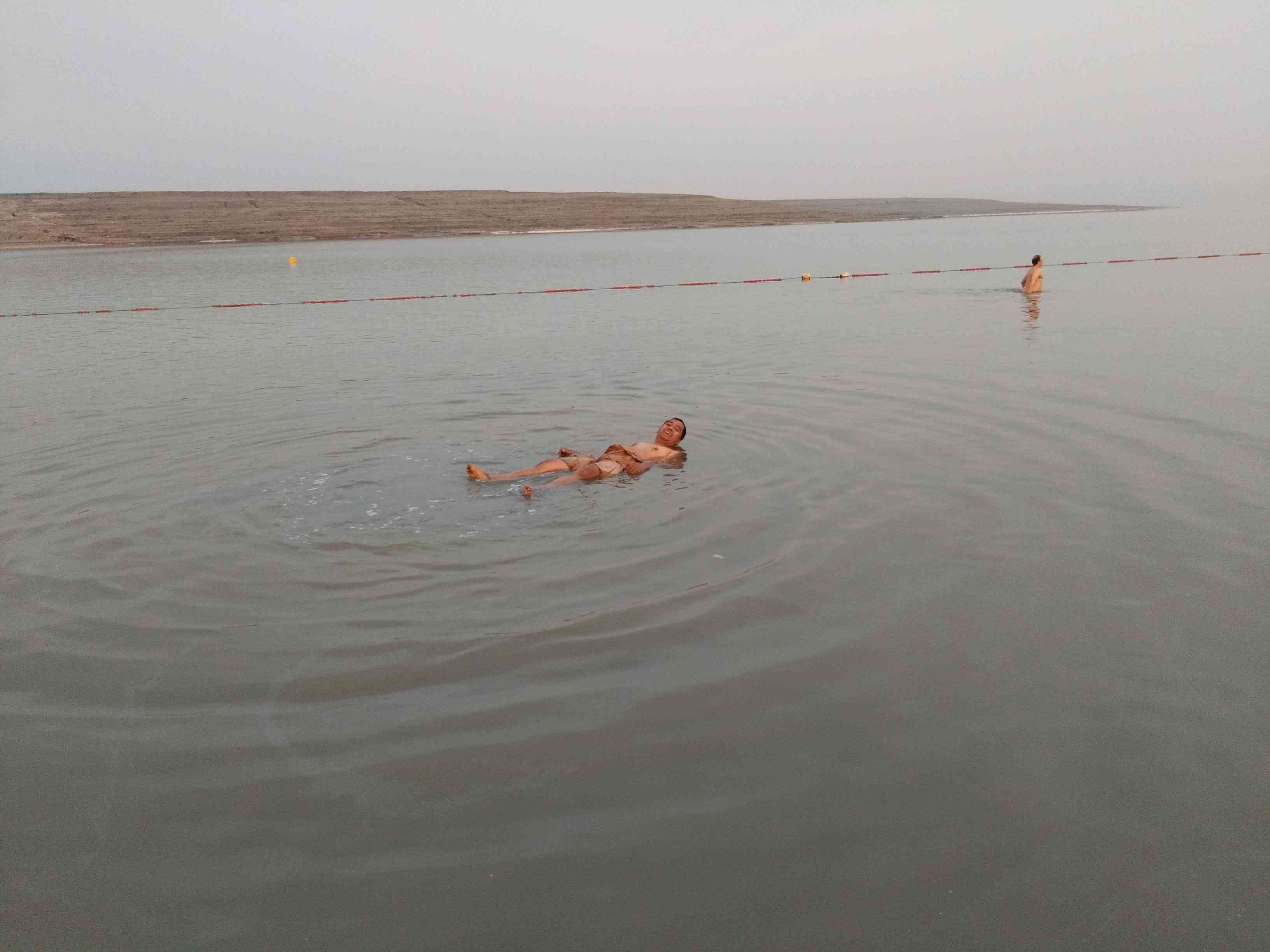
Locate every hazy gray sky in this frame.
[0,0,1270,203]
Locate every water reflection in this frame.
[1024,290,1040,340]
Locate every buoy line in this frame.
[0,251,1264,317]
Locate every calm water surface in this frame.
[0,208,1270,949]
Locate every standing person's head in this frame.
[653,416,688,447]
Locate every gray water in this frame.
[0,207,1270,949]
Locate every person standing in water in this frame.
[1023,255,1045,294]
[467,416,688,499]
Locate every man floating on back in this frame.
[467,416,688,499]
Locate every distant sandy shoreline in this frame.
[0,192,1142,250]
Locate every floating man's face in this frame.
[655,420,684,447]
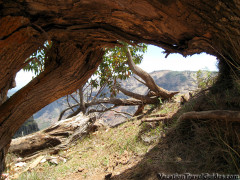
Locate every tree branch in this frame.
[126,49,178,99]
[178,110,240,121]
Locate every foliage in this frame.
[23,41,147,95]
[89,43,147,95]
[196,70,216,89]
[23,41,52,75]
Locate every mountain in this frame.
[34,70,197,129]
[13,116,39,138]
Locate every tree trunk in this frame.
[0,43,103,174]
[0,0,240,173]
[9,114,96,157]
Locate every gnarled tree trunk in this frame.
[0,0,240,174]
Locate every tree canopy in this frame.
[0,0,240,174]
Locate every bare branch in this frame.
[67,95,74,112]
[126,49,178,99]
[70,94,80,104]
[178,110,240,121]
[58,104,79,121]
[115,86,159,104]
[133,76,147,86]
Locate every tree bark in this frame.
[9,114,96,157]
[0,42,103,174]
[0,0,240,174]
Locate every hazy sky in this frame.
[140,45,218,72]
[7,45,218,94]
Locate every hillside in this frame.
[8,96,240,180]
[34,70,197,129]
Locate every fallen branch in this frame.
[141,114,173,122]
[178,110,240,121]
[9,113,96,157]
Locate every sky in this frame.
[7,45,218,94]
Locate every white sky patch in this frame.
[9,45,218,96]
[140,45,218,72]
[9,70,34,96]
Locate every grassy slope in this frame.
[6,88,240,180]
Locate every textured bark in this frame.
[9,114,96,157]
[0,0,240,174]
================================
Make an exact copy of all the material, but keep the pictures out of it.

(In response)
Locate every hazy gray sky in this frame.
[0,0,1270,203]
Locate every water reflection in this frame.
[1024,290,1040,340]
Locate every buoy line in this frame.
[0,251,1264,317]
Locate every calm water surface in this frame.
[0,208,1270,949]
Locate every standing person's head in this frame.
[653,416,688,447]
Locate every gray water in this frame.
[0,207,1270,949]
Locate every person standing in water in this frame.
[1023,255,1045,294]
[467,416,688,499]
Locate every man floating on back in this frame.
[467,416,688,499]
Locate every distant sandy shoreline in this frame.
[0,192,1142,250]
Locate every floating man's face in this frame.
[655,420,684,447]
Locate every tree branch in this frame.
[126,49,178,99]
[178,110,240,121]
Locate every foliage in this frame.
[23,41,147,95]
[89,43,147,95]
[196,70,216,89]
[23,41,52,75]
Locate every mountain in this frame.
[34,70,197,129]
[13,116,39,138]
Locate every tree trunk in this frame.
[0,43,103,174]
[0,0,240,173]
[9,114,96,157]
Locate every gnarled tree trunk in this frame.
[0,0,240,174]
Locate every tree canopy in this frame.
[0,0,240,174]
Locate every bare branch in this frame.
[67,95,74,112]
[126,49,178,99]
[70,94,80,104]
[178,110,240,121]
[58,104,79,121]
[115,86,159,104]
[133,76,147,86]
Locate every tree bark in this frame.
[9,114,96,157]
[0,42,103,174]
[0,0,240,174]
Locate every hazy sky in this frame.
[140,45,218,72]
[7,45,218,94]
Locate every hillside in this frame.
[8,96,240,180]
[34,70,197,129]
Locate every fallen branch in this frame.
[141,114,173,122]
[178,110,240,121]
[9,113,96,157]
Locate every sky in this frame.
[7,45,218,94]
Locate every white sky patch in this frame.
[9,45,218,96]
[140,45,218,72]
[9,70,34,96]
Locate every grassy slope in this frame.
[6,88,240,180]
Locate every textured bark in this frame.
[9,114,96,157]
[0,0,240,174]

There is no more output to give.